MATERIAL TO PROCESS -

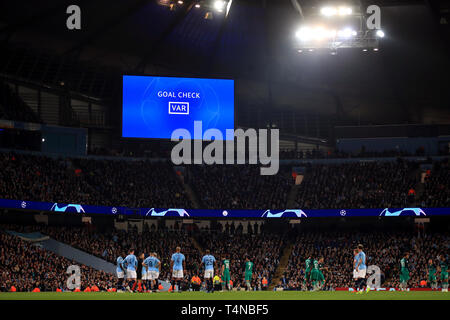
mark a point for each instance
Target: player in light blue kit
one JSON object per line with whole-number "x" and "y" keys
{"x": 130, "y": 262}
{"x": 177, "y": 264}
{"x": 360, "y": 270}
{"x": 120, "y": 271}
{"x": 208, "y": 260}
{"x": 153, "y": 266}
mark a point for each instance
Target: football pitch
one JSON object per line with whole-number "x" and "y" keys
{"x": 259, "y": 295}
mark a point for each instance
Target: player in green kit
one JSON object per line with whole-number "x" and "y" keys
{"x": 443, "y": 265}
{"x": 226, "y": 276}
{"x": 307, "y": 279}
{"x": 315, "y": 275}
{"x": 248, "y": 273}
{"x": 404, "y": 272}
{"x": 432, "y": 274}
{"x": 321, "y": 276}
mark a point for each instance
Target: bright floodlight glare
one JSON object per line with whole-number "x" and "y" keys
{"x": 219, "y": 5}
{"x": 328, "y": 11}
{"x": 380, "y": 33}
{"x": 304, "y": 33}
{"x": 314, "y": 34}
{"x": 345, "y": 11}
{"x": 346, "y": 33}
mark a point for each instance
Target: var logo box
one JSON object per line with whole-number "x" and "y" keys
{"x": 178, "y": 107}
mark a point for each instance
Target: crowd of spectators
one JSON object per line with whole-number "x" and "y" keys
{"x": 143, "y": 183}
{"x": 263, "y": 249}
{"x": 86, "y": 181}
{"x": 357, "y": 185}
{"x": 110, "y": 244}
{"x": 383, "y": 249}
{"x": 27, "y": 266}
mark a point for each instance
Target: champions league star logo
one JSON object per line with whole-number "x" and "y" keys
{"x": 78, "y": 208}
{"x": 290, "y": 213}
{"x": 403, "y": 212}
{"x": 166, "y": 213}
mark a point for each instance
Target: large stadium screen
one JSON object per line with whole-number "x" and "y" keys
{"x": 153, "y": 107}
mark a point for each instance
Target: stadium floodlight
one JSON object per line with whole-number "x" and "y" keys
{"x": 219, "y": 5}
{"x": 346, "y": 33}
{"x": 333, "y": 11}
{"x": 345, "y": 11}
{"x": 314, "y": 34}
{"x": 328, "y": 11}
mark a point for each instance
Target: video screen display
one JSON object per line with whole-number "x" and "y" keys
{"x": 153, "y": 107}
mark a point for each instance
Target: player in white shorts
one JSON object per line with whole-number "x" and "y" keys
{"x": 130, "y": 262}
{"x": 153, "y": 266}
{"x": 208, "y": 260}
{"x": 120, "y": 273}
{"x": 360, "y": 270}
{"x": 177, "y": 264}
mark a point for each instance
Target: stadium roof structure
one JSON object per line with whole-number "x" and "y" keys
{"x": 405, "y": 81}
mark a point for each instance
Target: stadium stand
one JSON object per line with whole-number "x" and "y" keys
{"x": 155, "y": 184}
{"x": 384, "y": 249}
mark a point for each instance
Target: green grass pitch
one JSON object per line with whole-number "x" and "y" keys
{"x": 259, "y": 295}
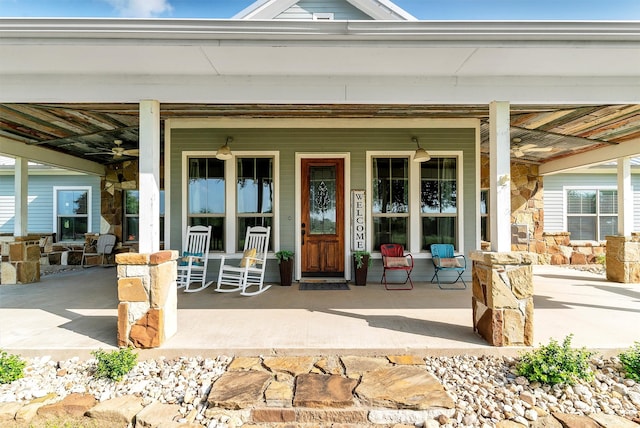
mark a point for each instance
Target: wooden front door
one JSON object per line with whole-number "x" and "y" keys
{"x": 322, "y": 219}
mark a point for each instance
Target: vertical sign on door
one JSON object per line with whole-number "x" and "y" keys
{"x": 359, "y": 229}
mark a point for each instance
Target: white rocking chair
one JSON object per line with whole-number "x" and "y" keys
{"x": 192, "y": 265}
{"x": 250, "y": 272}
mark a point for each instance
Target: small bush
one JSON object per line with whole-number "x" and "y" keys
{"x": 115, "y": 364}
{"x": 631, "y": 362}
{"x": 555, "y": 364}
{"x": 11, "y": 367}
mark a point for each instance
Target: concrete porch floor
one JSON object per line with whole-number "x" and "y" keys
{"x": 74, "y": 312}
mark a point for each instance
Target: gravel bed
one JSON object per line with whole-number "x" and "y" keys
{"x": 486, "y": 389}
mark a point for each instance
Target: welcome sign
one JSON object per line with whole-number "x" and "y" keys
{"x": 358, "y": 226}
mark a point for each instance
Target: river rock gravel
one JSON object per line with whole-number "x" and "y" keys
{"x": 486, "y": 389}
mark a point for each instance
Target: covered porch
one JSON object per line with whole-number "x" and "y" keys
{"x": 42, "y": 319}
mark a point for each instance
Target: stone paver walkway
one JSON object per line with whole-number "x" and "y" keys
{"x": 327, "y": 391}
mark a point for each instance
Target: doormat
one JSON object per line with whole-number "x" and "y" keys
{"x": 306, "y": 286}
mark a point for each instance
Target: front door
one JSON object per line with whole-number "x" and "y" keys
{"x": 322, "y": 220}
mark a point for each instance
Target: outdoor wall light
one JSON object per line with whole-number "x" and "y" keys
{"x": 421, "y": 155}
{"x": 504, "y": 179}
{"x": 224, "y": 152}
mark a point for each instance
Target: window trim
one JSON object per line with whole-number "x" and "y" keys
{"x": 415, "y": 216}
{"x": 565, "y": 213}
{"x": 231, "y": 214}
{"x": 89, "y": 207}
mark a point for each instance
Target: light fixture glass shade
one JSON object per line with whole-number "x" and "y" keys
{"x": 224, "y": 153}
{"x": 421, "y": 155}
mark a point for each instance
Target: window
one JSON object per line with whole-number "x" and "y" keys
{"x": 132, "y": 215}
{"x": 232, "y": 196}
{"x": 439, "y": 202}
{"x": 484, "y": 215}
{"x": 206, "y": 197}
{"x": 592, "y": 214}
{"x": 72, "y": 210}
{"x": 254, "y": 195}
{"x": 390, "y": 201}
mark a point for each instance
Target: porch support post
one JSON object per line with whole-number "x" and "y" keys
{"x": 623, "y": 250}
{"x": 21, "y": 190}
{"x": 625, "y": 197}
{"x": 149, "y": 179}
{"x": 499, "y": 173}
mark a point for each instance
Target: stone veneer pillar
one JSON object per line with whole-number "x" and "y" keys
{"x": 503, "y": 297}
{"x": 623, "y": 258}
{"x": 148, "y": 299}
{"x": 20, "y": 261}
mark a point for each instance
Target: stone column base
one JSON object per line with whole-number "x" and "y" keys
{"x": 148, "y": 308}
{"x": 623, "y": 258}
{"x": 502, "y": 299}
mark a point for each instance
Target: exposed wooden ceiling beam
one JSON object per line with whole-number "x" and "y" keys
{"x": 50, "y": 157}
{"x": 593, "y": 157}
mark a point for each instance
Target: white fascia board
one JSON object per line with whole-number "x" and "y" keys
{"x": 54, "y": 30}
{"x": 50, "y": 157}
{"x": 267, "y": 9}
{"x": 382, "y": 10}
{"x": 594, "y": 157}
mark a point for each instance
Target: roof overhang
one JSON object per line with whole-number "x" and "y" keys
{"x": 122, "y": 60}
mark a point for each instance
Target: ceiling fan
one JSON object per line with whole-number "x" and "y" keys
{"x": 519, "y": 150}
{"x": 118, "y": 151}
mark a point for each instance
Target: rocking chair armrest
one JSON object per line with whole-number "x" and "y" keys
{"x": 463, "y": 258}
{"x": 409, "y": 255}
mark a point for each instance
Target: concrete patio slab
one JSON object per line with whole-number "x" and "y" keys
{"x": 72, "y": 313}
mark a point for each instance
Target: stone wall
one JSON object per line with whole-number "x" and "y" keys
{"x": 560, "y": 250}
{"x": 623, "y": 258}
{"x": 502, "y": 298}
{"x": 20, "y": 260}
{"x": 148, "y": 300}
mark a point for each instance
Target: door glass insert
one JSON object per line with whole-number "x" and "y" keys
{"x": 322, "y": 200}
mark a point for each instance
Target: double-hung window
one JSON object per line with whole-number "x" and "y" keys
{"x": 72, "y": 212}
{"x": 390, "y": 201}
{"x": 414, "y": 204}
{"x": 439, "y": 202}
{"x": 592, "y": 214}
{"x": 206, "y": 197}
{"x": 254, "y": 195}
{"x": 232, "y": 196}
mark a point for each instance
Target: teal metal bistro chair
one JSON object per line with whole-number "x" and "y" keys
{"x": 445, "y": 260}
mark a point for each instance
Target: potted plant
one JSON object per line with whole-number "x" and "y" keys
{"x": 285, "y": 262}
{"x": 361, "y": 263}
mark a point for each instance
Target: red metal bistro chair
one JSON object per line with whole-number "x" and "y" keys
{"x": 394, "y": 258}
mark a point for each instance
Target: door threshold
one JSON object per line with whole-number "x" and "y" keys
{"x": 323, "y": 280}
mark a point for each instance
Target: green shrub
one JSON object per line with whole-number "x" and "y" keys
{"x": 115, "y": 364}
{"x": 555, "y": 364}
{"x": 631, "y": 362}
{"x": 11, "y": 367}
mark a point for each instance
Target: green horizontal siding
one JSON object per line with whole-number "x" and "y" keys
{"x": 356, "y": 142}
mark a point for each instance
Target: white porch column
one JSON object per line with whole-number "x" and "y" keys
{"x": 149, "y": 176}
{"x": 21, "y": 191}
{"x": 500, "y": 176}
{"x": 625, "y": 197}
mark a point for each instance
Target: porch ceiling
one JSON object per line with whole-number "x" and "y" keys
{"x": 539, "y": 133}
{"x": 573, "y": 85}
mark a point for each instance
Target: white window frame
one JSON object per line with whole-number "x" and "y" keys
{"x": 323, "y": 16}
{"x": 415, "y": 216}
{"x": 565, "y": 213}
{"x": 231, "y": 213}
{"x": 56, "y": 189}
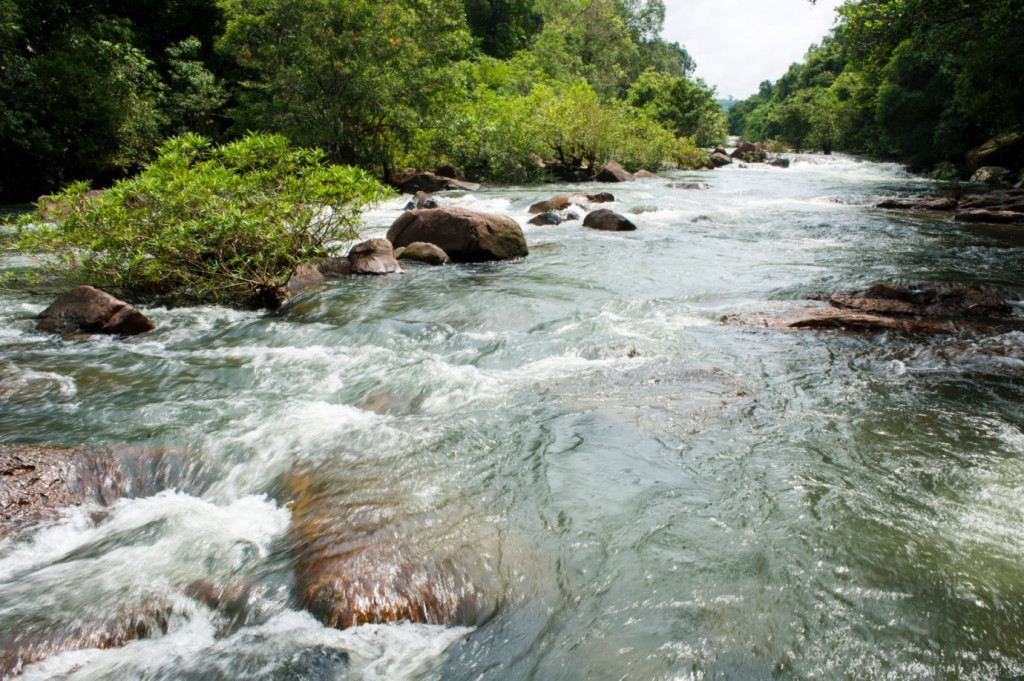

WHAT NEEDS TO BE DONE -
Which lines of the items above contain the word "floodlight"? Return each of them in full.

EXERCISE SOLUTION -
Target: bright floodlight glare
Target: stadium floodlight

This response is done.